§ **What you need to do**
Omit the pictures and output every entry below exactly as written.

━━ Supplied records

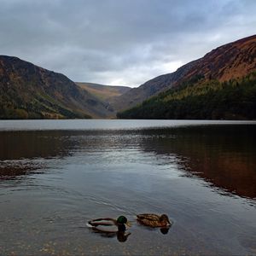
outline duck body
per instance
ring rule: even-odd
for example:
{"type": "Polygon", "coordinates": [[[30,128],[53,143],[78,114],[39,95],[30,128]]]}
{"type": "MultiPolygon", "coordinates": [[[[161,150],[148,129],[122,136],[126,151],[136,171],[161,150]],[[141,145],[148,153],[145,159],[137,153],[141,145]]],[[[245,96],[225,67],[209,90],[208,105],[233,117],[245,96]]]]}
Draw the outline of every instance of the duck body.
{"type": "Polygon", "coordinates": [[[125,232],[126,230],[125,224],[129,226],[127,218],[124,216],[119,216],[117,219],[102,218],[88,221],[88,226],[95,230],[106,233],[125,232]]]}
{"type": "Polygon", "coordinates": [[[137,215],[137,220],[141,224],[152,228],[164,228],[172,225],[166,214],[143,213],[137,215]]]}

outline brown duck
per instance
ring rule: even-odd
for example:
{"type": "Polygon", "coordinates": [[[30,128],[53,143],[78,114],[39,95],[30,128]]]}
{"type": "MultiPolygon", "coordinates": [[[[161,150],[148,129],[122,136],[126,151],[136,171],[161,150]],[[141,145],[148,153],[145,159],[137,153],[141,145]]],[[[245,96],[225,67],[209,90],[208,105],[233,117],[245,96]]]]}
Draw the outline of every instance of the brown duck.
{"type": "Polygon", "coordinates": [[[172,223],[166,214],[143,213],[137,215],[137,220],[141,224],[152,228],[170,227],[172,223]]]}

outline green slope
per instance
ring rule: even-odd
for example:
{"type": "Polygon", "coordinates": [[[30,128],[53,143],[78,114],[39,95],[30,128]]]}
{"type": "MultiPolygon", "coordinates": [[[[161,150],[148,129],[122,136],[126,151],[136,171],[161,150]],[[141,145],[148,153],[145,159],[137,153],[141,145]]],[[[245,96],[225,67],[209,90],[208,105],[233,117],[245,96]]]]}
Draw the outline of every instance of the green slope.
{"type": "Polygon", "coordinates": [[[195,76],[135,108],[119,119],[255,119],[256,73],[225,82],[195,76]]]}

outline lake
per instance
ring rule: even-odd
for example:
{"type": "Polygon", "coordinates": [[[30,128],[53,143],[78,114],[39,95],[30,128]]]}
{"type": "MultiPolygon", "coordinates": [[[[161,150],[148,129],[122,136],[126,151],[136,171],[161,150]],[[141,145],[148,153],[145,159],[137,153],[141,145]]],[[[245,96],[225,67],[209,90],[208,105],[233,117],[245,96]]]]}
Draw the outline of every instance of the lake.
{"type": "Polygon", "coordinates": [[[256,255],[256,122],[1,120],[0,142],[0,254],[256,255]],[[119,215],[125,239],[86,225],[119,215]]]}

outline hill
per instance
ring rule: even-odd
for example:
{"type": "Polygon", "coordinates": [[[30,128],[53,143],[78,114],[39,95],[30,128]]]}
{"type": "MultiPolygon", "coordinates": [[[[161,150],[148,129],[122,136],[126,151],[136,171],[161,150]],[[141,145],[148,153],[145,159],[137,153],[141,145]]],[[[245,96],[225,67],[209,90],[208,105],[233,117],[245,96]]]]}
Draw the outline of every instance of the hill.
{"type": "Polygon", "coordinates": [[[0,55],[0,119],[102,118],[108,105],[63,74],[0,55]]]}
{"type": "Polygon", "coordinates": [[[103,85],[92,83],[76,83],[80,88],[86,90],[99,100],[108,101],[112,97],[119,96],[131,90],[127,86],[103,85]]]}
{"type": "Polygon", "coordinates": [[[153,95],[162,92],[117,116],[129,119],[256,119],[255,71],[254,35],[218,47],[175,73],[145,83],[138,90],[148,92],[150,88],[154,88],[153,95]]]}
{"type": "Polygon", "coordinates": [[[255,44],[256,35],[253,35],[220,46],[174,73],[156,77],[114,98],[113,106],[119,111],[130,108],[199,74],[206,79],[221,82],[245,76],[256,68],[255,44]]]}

━━━━

§ **Solved exercise**
outline duck body
per instance
ring rule: even-odd
for example:
{"type": "Polygon", "coordinates": [[[30,128],[53,143],[78,114],[39,95],[30,128]]]}
{"type": "MultiPolygon", "coordinates": [[[[161,150],[148,129],[122,136],[126,151],[136,171],[161,150]],[[141,145],[148,153],[145,159],[137,153],[141,145]]],[[[245,96],[225,67],[209,90],[208,105],[233,117],[245,96]]]]}
Draw the outline of every instance of the duck body.
{"type": "Polygon", "coordinates": [[[125,232],[126,230],[125,224],[129,226],[127,218],[124,216],[119,216],[117,219],[102,218],[88,221],[88,226],[95,230],[106,233],[125,232]]]}
{"type": "Polygon", "coordinates": [[[137,215],[137,220],[141,224],[152,228],[164,228],[172,225],[166,214],[143,213],[137,215]]]}

outline brown duck
per instance
ring rule: even-odd
for example:
{"type": "Polygon", "coordinates": [[[30,128],[53,143],[78,114],[39,95],[30,128]]]}
{"type": "MultiPolygon", "coordinates": [[[[161,150],[148,129],[122,136],[126,151],[136,171],[161,150]],[[141,145],[148,153],[145,159],[137,153],[141,145]]],[[[245,96],[225,67],[209,90],[208,105],[233,117],[245,96]]]]}
Draw the outline of every instance of the brown duck.
{"type": "Polygon", "coordinates": [[[172,223],[166,214],[143,213],[137,215],[137,220],[141,224],[152,228],[170,227],[172,223]]]}

outline green slope
per instance
ring rule: even-odd
for example:
{"type": "Polygon", "coordinates": [[[30,128],[53,143],[78,114],[39,95],[30,128]]]}
{"type": "MultiPolygon", "coordinates": [[[[161,150],[148,129],[122,136],[126,151],[136,171],[161,150]],[[141,145],[148,153],[145,159],[137,153],[141,145]]],[[[245,96],[225,67],[209,90],[208,105],[233,117],[245,96]]]]}
Draw the outline of every instance of the green slope.
{"type": "Polygon", "coordinates": [[[195,76],[135,108],[119,119],[255,119],[256,73],[225,82],[195,76]]]}

outline lake
per instance
ring rule: even-odd
for example:
{"type": "Polygon", "coordinates": [[[30,128],[53,143],[78,114],[39,95],[30,128]]]}
{"type": "MultiPolygon", "coordinates": [[[[161,150],[148,129],[122,136],[126,151],[136,171],[161,150]],[[141,145],[148,153],[145,159],[137,153],[141,145]]],[[[245,96],[225,67],[209,90],[208,105],[233,117],[245,96]]]]}
Draw the outline of every instance of the lake.
{"type": "Polygon", "coordinates": [[[256,255],[256,122],[1,120],[0,142],[0,254],[256,255]],[[119,215],[125,239],[86,225],[119,215]]]}

outline hill
per instance
ring rule: even-odd
for example:
{"type": "Polygon", "coordinates": [[[30,128],[53,143],[78,114],[39,95],[30,128]]]}
{"type": "MultiPolygon", "coordinates": [[[[161,150],[148,129],[122,136],[126,151],[136,171],[161,150]],[[141,145],[148,153],[145,159],[137,153],[141,145]]],[[[245,96],[225,67],[209,90],[208,105],[233,117],[245,96]]]]}
Draw the outline of every instance of the hill.
{"type": "Polygon", "coordinates": [[[0,55],[0,119],[102,118],[108,105],[63,74],[0,55]]]}
{"type": "Polygon", "coordinates": [[[103,85],[92,83],[76,83],[80,88],[86,90],[99,100],[108,101],[112,97],[119,96],[131,90],[127,86],[103,85]]]}
{"type": "Polygon", "coordinates": [[[153,95],[162,92],[117,116],[129,119],[256,119],[255,71],[254,35],[218,47],[175,73],[145,83],[138,90],[148,92],[150,88],[154,88],[153,95]]]}
{"type": "Polygon", "coordinates": [[[255,44],[256,35],[253,35],[220,46],[174,73],[156,77],[114,98],[113,106],[119,111],[130,108],[199,74],[206,79],[221,82],[245,76],[256,68],[255,44]]]}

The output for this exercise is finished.